Exercises to complete:
a - According to the piece on Brexit and financial services, at how much notice can regulatory equivalence be withdrawn?
b - Extend the piece on Brexit and financial services, picking up after its final sentence.

Extract to read:
%%

While we were assured for months that it was oven-ready, the UK-EU trade deal was finally agreed on Christmas eve. But unfortunately for the UK's financial services sector, the new trade deal doesn't offer anything especially nourishing or tasteful. While the deal that has been agreed facilitates EU-UK trade in goods with zero tariffs and zero quotas, the deal does not make any provision for services, and in particular the trading of financial services.
As a consequence, UK-based financial services firms have now lost access to the EU – a market valued at approximately €33.2 billion. Critically, UK-based firms have lost the so-called passporting rights which allowed them to freely trade across the bloc. The only hope for such firms of returning to a pre-Brexit level of access to the EU will be if EU the grants regulatory equivalence (or some alternative) to the UK's financial services sector.
In anticipation of the worst effects of Brexit, many UK financial services firms made applications for authorisation to the Central Bank of Ireland. As a result, December was a particularly busy time for decision committees within the Central Bank. Other financial services centres such as Frankfurt, Paris and Amsterdam also benefitted from job creation opportunities that came about as a result of UK firms seeking to migrate at least part of their operations.
Naturally, the UK will want to restore a strong level of EU access for its financial services sector. Both sides will now begin in earnest to reach agreement around the mechanics of regulatory equivalence or some alternative, and have set March 2021 as a deadline by which they hope to conclude a memorandum of understanding. But even in circumstances where agreement is reached, regulatory equivalence will not necessarily endure. The fact that equivalence can be withdrawn at one month's notice means that equivalence can evaporate very quickly. Concerned by this, and driven by a desire to secure a more sustainable and stable approach, the UK will be seeking to persuade the EU to grant access to the financial services sector on the basis of outcomes-based rules rather than on more traditional equivalence of rules basis.
In addition to being an important part of the UK economy (exports in 2019 of £79 billion and employing over 1m people), the financial services sector in the UK has also been an important player in the growth and development of the financial services sector in Ireland. It is in Ireland's interest that the City of London and the wider financial services sector in the UK can continue to thrive. But that's not necessarily an objective that will be shared by the EU negotiators. The newly appointed EU Commissioner with responsibility for Financial Services – Mairead McGuinness – is on record as stating that the EU must not allow itself to be “captured by a system that we don't regulate” and that the EU must not allow itself to be controlled by it.

%%

Recorded data:
%%

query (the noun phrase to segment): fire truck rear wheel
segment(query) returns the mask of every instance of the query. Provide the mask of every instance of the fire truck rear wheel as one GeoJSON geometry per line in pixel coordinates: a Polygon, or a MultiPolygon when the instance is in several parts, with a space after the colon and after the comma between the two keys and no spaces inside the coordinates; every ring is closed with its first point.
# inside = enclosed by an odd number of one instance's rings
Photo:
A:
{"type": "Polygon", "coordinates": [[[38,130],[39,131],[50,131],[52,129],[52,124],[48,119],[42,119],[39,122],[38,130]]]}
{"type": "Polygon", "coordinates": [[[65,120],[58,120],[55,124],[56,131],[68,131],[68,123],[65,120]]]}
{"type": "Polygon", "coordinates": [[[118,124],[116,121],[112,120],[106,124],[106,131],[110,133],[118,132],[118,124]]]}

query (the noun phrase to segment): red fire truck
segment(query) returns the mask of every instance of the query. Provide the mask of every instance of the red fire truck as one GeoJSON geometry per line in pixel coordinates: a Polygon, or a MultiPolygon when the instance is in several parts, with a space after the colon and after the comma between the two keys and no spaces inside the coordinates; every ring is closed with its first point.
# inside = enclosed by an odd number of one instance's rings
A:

%%

In response:
a - One month's notice.

b -
While the Central Bank of Ireland has for many many months been applying pressure on firms in Ireland to make preparations for Brexit, it has recently issued a statement urging financial services firms in Ireland that use services of UK-based service providers to contact those UK firms so as to confirm whether they have obtained all necessary authorisations to allow them to continue to provide services to Irish customers following Brexit.
In Ireland, other Brexit-related preparatory measures have included the establishment of a third country branch regime in 2018. More recently we have seen the introduction of a Temporary Run-Off Regime for certain insurers and insurance intermediaries. Provided for under the European Union (Consequential Provisions) Act 2020, the new run-off regime seeks to protect consumers of insurance products by ensuring that existing policies administered in Ireland by UK insurers and insurance intermediaries who satisfy the conditions of the regime can continue for up to 15 years from 31 December 2020.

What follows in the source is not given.